### WORK INSTRUCTION:
From the records below, print exactly the lines starting at the one containing "The task in" and ending at the one containing "box: [463, 356, 496, 470]", ends included, and nothing else.

Records contained in a dataset:
____________________
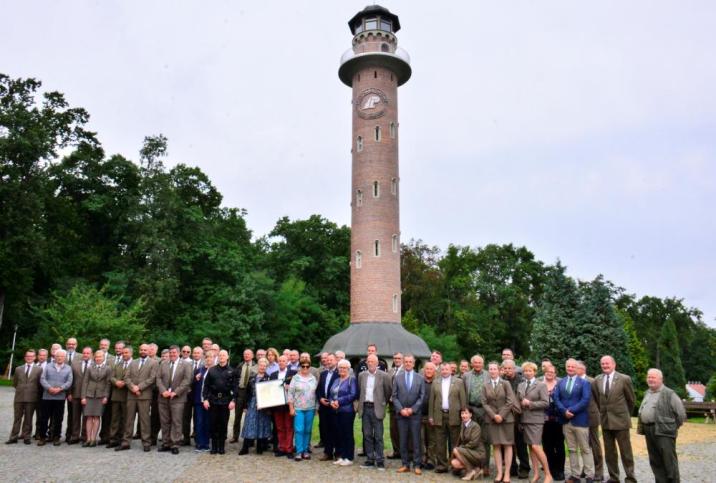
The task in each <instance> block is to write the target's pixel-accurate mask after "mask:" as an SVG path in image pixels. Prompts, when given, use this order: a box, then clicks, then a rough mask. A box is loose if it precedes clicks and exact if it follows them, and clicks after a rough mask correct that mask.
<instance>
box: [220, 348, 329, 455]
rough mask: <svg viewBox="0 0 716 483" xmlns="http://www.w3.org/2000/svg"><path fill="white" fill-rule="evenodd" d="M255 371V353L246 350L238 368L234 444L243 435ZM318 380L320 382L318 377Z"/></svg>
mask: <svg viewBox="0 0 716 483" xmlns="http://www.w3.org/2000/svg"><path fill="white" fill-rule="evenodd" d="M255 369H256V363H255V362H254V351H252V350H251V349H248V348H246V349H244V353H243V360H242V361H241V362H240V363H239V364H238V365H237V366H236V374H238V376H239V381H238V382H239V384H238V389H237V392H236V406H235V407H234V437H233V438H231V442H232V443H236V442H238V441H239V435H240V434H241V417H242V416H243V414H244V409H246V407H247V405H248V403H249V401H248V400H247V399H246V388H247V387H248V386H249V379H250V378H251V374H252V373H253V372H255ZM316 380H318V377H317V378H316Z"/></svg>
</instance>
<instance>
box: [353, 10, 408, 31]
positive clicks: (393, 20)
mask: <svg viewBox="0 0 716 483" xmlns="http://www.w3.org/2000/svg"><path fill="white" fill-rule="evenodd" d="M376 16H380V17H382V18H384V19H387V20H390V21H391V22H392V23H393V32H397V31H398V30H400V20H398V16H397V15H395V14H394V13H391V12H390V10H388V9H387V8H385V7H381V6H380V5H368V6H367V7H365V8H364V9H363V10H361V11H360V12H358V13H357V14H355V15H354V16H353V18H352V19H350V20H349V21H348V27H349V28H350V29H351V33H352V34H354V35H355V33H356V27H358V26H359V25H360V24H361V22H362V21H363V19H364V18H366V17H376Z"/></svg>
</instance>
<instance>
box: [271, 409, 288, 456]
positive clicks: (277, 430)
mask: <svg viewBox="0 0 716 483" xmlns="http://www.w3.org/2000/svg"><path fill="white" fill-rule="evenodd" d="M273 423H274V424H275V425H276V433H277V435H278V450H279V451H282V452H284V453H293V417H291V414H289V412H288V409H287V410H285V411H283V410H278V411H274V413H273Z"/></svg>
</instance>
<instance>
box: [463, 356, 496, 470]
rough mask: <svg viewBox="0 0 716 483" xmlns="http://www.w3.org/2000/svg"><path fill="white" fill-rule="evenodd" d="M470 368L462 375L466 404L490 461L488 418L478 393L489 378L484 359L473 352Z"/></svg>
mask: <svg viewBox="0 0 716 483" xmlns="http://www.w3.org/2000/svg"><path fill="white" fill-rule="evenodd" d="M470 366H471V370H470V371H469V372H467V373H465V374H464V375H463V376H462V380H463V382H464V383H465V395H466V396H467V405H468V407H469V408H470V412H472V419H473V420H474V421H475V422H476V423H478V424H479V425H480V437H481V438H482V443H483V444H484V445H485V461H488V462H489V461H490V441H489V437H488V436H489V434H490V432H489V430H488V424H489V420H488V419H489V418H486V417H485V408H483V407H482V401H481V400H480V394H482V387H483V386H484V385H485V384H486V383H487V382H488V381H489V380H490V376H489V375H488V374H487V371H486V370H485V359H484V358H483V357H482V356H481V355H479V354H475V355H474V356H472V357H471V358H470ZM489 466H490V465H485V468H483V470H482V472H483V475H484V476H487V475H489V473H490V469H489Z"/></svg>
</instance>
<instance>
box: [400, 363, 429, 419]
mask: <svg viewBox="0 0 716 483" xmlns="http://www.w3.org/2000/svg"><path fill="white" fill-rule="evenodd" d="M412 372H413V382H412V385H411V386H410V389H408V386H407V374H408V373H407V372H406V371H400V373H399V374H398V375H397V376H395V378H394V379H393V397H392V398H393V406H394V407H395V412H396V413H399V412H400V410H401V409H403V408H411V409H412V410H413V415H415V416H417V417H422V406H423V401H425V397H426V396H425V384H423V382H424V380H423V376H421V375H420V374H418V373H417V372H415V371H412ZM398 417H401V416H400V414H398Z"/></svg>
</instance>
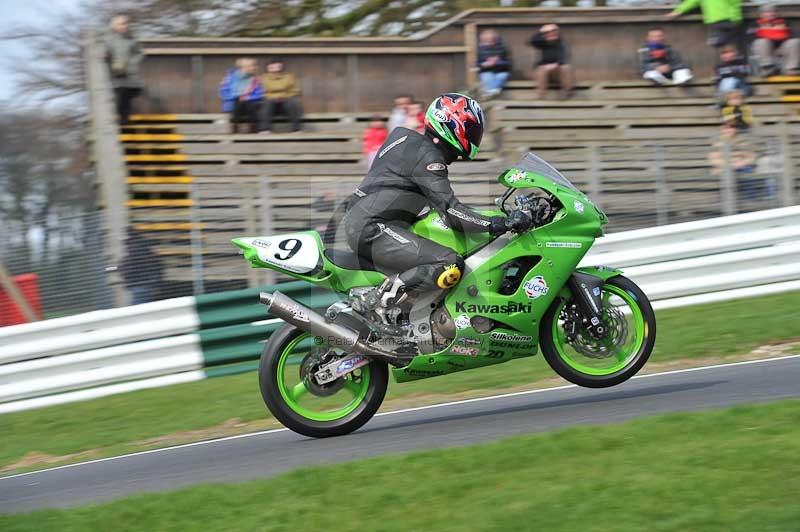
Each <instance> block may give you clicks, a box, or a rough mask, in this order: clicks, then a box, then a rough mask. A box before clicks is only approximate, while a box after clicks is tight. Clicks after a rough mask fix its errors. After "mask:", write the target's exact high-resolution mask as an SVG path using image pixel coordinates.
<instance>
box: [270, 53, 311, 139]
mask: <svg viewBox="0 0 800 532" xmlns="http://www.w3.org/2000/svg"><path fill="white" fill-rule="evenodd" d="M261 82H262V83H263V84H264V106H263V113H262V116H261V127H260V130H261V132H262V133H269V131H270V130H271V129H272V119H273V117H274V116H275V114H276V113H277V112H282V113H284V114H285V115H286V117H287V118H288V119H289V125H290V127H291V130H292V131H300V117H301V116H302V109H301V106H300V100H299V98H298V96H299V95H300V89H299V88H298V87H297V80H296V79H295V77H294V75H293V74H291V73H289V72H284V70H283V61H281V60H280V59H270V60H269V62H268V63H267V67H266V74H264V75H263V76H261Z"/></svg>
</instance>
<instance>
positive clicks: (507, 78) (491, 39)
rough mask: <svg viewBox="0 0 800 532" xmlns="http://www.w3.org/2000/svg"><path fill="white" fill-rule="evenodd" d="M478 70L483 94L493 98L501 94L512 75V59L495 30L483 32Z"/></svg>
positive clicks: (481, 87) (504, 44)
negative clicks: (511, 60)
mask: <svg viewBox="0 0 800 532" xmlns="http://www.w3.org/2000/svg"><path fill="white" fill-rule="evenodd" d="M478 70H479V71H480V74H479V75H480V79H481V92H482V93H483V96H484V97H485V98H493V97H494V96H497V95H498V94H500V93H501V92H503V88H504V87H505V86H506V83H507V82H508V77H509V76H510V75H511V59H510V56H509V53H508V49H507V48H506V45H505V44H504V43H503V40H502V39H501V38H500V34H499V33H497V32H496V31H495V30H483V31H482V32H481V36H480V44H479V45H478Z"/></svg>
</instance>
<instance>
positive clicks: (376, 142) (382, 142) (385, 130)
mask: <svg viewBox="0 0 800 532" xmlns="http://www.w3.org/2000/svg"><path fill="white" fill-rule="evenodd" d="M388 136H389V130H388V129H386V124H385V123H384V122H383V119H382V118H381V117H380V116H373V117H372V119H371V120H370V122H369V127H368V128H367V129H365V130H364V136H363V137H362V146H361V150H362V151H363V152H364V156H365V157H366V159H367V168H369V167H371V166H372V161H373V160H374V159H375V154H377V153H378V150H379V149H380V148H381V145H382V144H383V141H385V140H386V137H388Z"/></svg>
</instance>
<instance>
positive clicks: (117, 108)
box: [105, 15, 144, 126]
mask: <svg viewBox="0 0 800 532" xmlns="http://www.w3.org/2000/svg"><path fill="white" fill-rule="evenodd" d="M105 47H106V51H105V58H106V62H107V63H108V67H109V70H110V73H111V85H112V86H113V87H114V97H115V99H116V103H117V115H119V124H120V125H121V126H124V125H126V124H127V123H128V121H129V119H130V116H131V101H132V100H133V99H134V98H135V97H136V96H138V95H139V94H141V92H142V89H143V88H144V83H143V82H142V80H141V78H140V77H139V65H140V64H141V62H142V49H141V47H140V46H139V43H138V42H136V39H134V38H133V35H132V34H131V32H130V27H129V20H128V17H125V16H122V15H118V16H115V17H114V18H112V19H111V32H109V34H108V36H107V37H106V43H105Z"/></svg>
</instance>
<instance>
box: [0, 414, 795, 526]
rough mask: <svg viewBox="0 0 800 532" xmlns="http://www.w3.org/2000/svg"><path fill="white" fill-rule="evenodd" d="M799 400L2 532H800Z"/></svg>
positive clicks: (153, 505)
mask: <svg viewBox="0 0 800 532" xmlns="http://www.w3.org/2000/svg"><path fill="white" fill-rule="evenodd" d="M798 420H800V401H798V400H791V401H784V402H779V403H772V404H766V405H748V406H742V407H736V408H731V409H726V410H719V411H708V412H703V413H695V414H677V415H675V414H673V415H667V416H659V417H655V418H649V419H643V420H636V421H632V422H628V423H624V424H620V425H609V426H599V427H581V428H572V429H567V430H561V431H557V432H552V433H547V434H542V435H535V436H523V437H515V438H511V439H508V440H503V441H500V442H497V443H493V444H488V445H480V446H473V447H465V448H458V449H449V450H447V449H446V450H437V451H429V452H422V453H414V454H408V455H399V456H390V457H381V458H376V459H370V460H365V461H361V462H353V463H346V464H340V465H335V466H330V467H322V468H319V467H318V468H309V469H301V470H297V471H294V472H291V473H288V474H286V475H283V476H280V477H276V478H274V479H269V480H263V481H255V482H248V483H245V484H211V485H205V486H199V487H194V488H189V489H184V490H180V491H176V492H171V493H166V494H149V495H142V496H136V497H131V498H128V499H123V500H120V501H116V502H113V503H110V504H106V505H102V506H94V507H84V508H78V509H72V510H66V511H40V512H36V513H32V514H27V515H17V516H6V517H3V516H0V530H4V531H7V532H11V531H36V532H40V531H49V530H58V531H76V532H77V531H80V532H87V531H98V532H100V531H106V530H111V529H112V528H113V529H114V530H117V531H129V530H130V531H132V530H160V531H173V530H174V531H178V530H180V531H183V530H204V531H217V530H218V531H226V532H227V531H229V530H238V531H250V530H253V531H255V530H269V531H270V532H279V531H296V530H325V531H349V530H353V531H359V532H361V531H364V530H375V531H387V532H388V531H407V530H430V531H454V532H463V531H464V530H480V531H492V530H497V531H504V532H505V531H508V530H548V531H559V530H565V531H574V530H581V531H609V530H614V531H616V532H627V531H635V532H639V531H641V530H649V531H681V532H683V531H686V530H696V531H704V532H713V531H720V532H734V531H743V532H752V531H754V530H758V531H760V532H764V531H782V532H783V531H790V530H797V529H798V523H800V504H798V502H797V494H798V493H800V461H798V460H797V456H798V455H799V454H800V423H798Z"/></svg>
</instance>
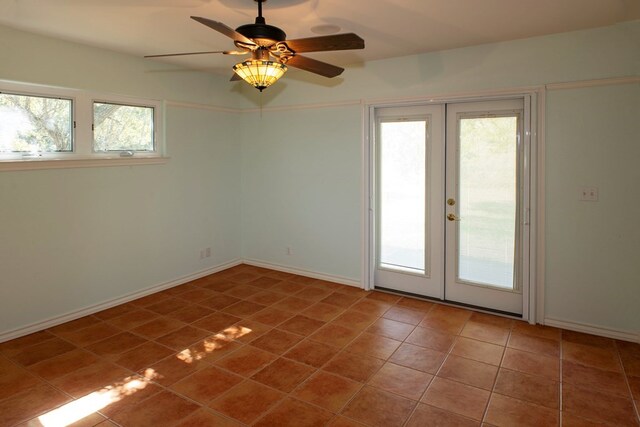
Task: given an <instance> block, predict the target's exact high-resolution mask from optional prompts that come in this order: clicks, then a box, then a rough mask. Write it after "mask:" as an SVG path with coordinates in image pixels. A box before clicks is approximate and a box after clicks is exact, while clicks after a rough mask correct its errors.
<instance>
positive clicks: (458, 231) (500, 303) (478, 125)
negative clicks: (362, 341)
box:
____________________
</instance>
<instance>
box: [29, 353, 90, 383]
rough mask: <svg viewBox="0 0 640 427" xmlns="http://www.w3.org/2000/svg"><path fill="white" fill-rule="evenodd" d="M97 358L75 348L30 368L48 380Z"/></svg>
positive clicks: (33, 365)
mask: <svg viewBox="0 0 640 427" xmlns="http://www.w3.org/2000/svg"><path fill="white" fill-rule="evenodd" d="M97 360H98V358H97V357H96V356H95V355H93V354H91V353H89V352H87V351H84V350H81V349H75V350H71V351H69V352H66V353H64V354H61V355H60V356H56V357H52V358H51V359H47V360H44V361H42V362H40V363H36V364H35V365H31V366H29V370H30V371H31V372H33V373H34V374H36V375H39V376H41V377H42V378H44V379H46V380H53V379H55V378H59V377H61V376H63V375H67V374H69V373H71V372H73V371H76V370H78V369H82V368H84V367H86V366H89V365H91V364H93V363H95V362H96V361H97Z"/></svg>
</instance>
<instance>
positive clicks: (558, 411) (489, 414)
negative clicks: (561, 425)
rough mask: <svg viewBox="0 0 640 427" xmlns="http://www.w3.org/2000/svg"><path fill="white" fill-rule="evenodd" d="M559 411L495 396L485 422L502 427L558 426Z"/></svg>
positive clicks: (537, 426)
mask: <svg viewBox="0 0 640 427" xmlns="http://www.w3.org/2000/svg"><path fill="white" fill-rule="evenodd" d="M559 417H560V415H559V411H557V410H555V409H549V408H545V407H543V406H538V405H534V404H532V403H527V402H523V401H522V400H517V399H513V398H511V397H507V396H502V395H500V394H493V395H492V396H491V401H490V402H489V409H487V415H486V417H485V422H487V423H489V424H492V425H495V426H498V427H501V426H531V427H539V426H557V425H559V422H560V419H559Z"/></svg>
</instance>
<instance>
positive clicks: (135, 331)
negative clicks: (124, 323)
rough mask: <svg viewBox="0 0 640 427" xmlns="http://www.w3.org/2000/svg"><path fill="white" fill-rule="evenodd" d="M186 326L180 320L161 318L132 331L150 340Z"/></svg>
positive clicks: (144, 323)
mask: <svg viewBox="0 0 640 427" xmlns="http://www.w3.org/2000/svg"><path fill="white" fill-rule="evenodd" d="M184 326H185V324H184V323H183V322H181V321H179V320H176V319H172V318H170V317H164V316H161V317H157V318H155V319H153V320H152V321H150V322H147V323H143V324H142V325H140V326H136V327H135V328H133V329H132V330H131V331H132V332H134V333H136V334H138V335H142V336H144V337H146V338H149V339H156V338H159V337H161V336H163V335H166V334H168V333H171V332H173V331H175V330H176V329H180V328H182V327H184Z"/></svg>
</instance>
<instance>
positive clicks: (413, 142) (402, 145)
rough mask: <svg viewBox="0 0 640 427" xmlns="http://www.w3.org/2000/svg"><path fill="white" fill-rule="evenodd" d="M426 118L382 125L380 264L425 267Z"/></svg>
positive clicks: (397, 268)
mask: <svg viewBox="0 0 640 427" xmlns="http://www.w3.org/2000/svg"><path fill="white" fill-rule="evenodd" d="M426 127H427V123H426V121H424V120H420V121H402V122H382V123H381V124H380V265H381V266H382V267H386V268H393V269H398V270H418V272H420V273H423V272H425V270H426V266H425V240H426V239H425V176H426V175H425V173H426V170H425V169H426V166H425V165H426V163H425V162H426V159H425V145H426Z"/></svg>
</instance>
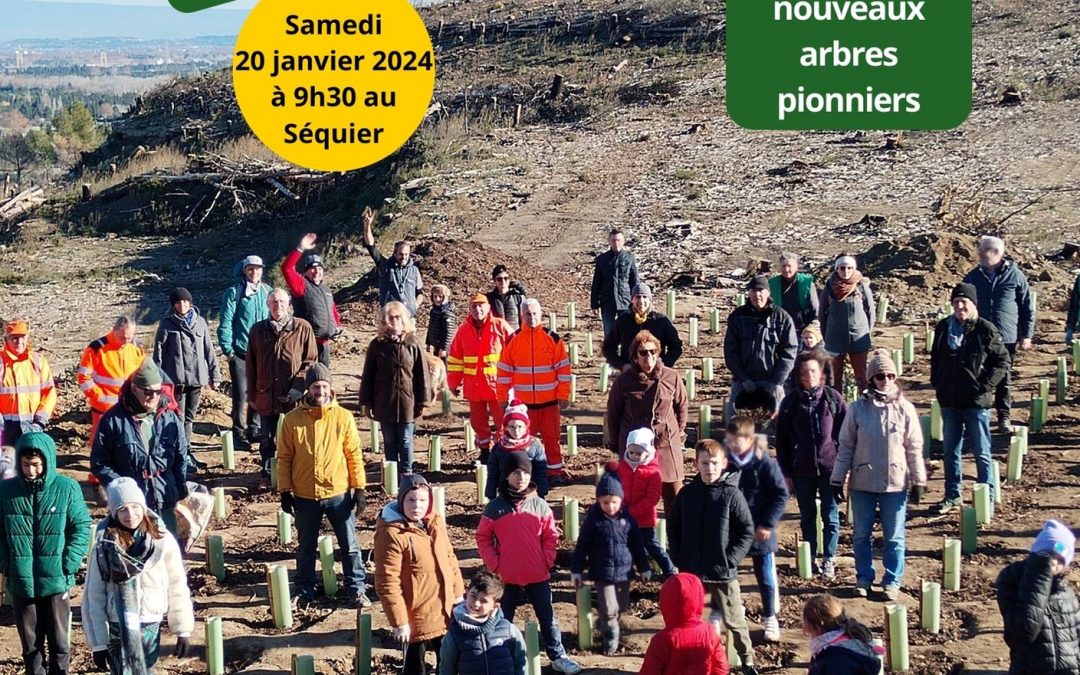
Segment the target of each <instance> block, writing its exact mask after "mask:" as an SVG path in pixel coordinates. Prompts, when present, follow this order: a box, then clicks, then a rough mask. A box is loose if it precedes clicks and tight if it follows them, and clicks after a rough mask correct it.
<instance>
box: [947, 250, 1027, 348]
____________________
### EXERCISE ANSWER:
The task in each <instance> block is to write the target's pixel-accurate mask after "mask:" as an SVG path in image pixels. Prompts, when given, use this order: a box, then clicks, then a rough mask. A box is loose if it precedes clicks and exact if it follows them, and clicks after a rough mask correct that mask.
<instance>
box: [220, 348, 329, 455]
rough mask: <svg viewBox="0 0 716 483" xmlns="http://www.w3.org/2000/svg"><path fill="white" fill-rule="evenodd" d="M255 371V353L246 350L238 368L234 444L243 435ZM318 380L320 382L318 377Z"/></svg>
mask: <svg viewBox="0 0 716 483" xmlns="http://www.w3.org/2000/svg"><path fill="white" fill-rule="evenodd" d="M255 369H256V363H255V362H254V351H252V350H251V349H248V348H246V349H244V353H243V360H242V361H241V362H240V363H239V364H238V365H237V366H236V374H238V376H239V381H238V382H239V384H238V389H237V392H236V406H235V407H234V437H233V438H231V442H232V443H236V442H238V441H239V435H240V434H241V417H242V416H243V414H244V409H246V407H247V405H248V403H249V401H248V400H247V399H246V388H247V387H248V386H249V379H250V378H251V374H252V373H253V372H255ZM316 380H318V377H317V378H316Z"/></svg>
</instance>
<instance>
box: [353, 10, 408, 31]
positive clicks: (393, 20)
mask: <svg viewBox="0 0 716 483" xmlns="http://www.w3.org/2000/svg"><path fill="white" fill-rule="evenodd" d="M376 16H380V17H382V18H384V19H387V20H390V21H391V22H392V23H393V32H397V31H398V30H400V20H398V16H397V15H395V14H394V13H391V12H390V10H388V9H387V8H385V7H381V6H380V5H368V6H367V7H365V8H364V9H363V10H361V11H360V12H358V13H357V14H355V15H354V16H353V18H352V19H350V20H349V21H348V27H349V28H350V29H351V33H352V34H354V35H355V33H356V27H358V26H359V25H360V24H361V22H362V21H363V19H364V18H366V17H376Z"/></svg>
</instance>
<instance>
box: [271, 409, 288, 456]
positive clicks: (277, 430)
mask: <svg viewBox="0 0 716 483" xmlns="http://www.w3.org/2000/svg"><path fill="white" fill-rule="evenodd" d="M273 423H274V424H275V425H276V433H277V435H278V450H279V451H282V452H284V453H293V417H291V414H289V412H288V409H287V410H285V411H283V410H278V411H274V413H273Z"/></svg>
</instance>
<instance>
box: [463, 356, 496, 470]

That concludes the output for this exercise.